Things to do =>
a) In the code listing, to what maximum length are the word and label sequences padded?
b) Quote from the code listing the part that opens with the words containing "random.shuffle(padded_inputs)" and closes with "sets (64-16-20 split)".

Text passage =>

Saving preprocessed.txt to preprocessed.txt


In [3]:
import numpy as np
import tensorflow as tf
import tensorflow_addons as tfa
import pandas as pd
import random

In [4]:
def load_data():
    # Loads in syllable data
    dataframe = pd.read_csv("preprocessed.txt",
                            sep=",",
                            encoding="ISO-8859-1",
                            names=["word", "label"])
    # Necessary to specify str type for pandas columns
    dataframe = dataframe.astype(str)
    words = dataframe['word'].tolist()
    labels = dataframe['label'].tolist()
    # Converts each label to numpy array
    for i in range(0, len(labels)):
        labels[i] = list(labels[i])
        for j in range(0, len(labels[i])):
            labels[i][j] = int(labels[i][j])
    for i in range(0, len(labels)):
        labels[i] = np.array(labels[i])

    # Vectorises syllable strings by treating each character as a token
    tokenizer = tf.keras.preprocessing.text.Tokenizer(char_level=True)
    tokenizer.fit_on_texts(words)
    words = tokenizer.texts_to_sequences(words)
    for i in range(0, len(words)):
        words[i] = np.array(words[i], dtype=float)

    padded_inputs = tf.keras.preprocessing.sequence.pad_sequences(
        words, padding="post", maxlen=15
    )
    padded_outputs = tf.keras.preprocessing.sequence.pad_sequences(
        labels, padding="post", maxlen=15
    )

    # Normalisation
    maximum_token = 37
    for element in range(0, len(words)):
        words[element] = words[element] / maximum_token

    # Shuffles data
    seed = random.random()
    random.seed(seed)
    random.shuffle(padded_inputs)
    random.seed(seed)
    random.shuffle(padded_outputs)

    # Splits into training, validation, and test sets (64-16-20 split)
    training_inputs = padded_inputs[0:113590]
    training_outputs = padded_outputs[0:113590]
    validation_inputs = padded_inputs[113590:141987]
    validation_outputs = padded_outputs[113590:141987]
    test_inputs = padded_inputs[141987:]
    test_outputs = padded_outputs[141987:]

    return training_inputs, training_outputs, validation_inputs, validation_outputs, test_inputs, test_outputs

In [5]:
train_in, train_out, val_in, val_out, test_in, test_out = load_data()

train_dataset = tf.data.Dataset.from_tensor_slices((train_in, train_out))

Listed entries =>

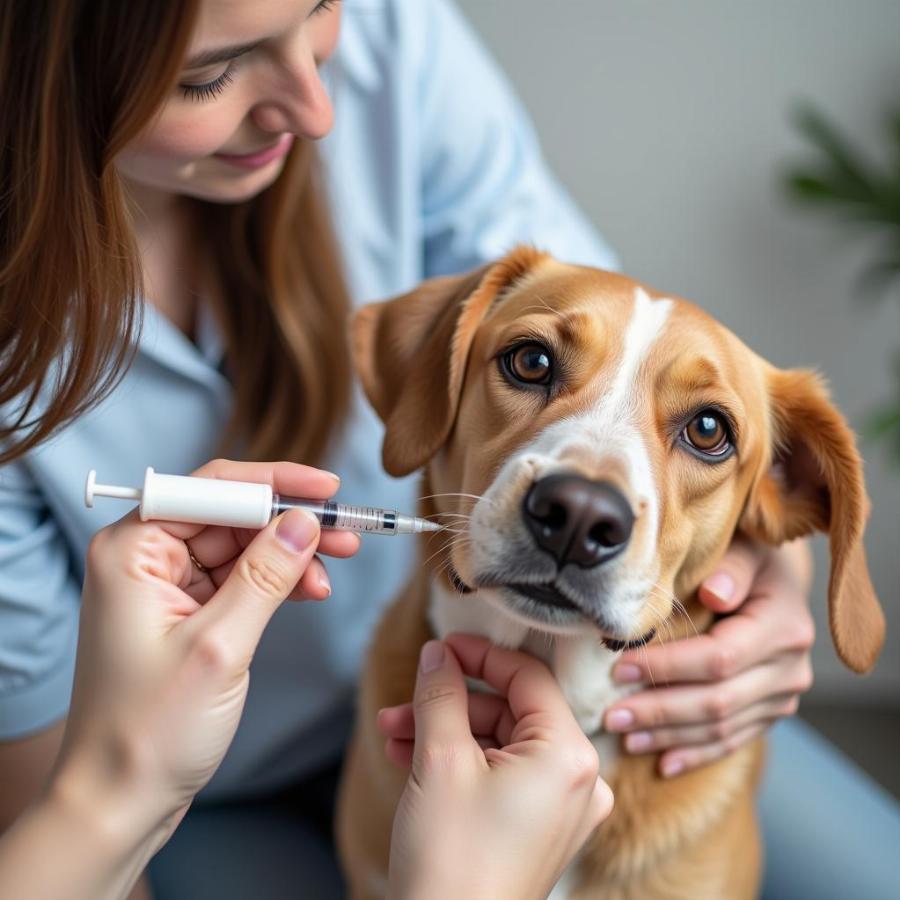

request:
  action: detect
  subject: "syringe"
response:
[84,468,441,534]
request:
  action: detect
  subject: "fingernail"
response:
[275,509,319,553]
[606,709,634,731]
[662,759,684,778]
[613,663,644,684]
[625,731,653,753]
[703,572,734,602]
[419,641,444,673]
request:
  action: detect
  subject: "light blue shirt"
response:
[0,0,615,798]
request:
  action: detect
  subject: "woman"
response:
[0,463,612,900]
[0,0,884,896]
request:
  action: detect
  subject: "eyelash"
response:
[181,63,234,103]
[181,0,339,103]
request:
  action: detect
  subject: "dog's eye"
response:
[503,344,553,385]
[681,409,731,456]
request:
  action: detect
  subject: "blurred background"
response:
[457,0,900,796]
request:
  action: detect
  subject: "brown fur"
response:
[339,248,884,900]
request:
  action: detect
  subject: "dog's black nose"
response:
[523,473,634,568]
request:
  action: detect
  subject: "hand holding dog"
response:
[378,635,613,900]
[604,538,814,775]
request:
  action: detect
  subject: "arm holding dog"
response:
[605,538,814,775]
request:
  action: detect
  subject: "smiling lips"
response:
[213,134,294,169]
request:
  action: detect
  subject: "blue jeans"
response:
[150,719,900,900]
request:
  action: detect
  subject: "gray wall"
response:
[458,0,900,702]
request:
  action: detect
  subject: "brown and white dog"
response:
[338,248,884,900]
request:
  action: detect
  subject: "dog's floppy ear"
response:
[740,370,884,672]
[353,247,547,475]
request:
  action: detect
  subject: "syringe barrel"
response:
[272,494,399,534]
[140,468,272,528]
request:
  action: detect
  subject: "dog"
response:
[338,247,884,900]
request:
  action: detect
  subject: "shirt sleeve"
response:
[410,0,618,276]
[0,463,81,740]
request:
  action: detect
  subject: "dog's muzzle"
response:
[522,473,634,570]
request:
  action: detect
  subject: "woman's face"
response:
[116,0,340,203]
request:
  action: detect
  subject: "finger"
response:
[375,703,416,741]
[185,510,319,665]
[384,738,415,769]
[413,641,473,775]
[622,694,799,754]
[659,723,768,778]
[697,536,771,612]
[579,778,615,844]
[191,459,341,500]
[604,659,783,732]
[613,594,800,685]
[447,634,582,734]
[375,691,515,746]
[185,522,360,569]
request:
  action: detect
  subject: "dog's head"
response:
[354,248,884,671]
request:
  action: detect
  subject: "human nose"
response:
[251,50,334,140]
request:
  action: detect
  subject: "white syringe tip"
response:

Completed exercise =>
a) 15

b)
random.shuffle(padded_inputs)
    random.seed(seed)
    random.shuffle(padded_outputs)

    # Splits into training, validation, and test sets (64-16-20 split)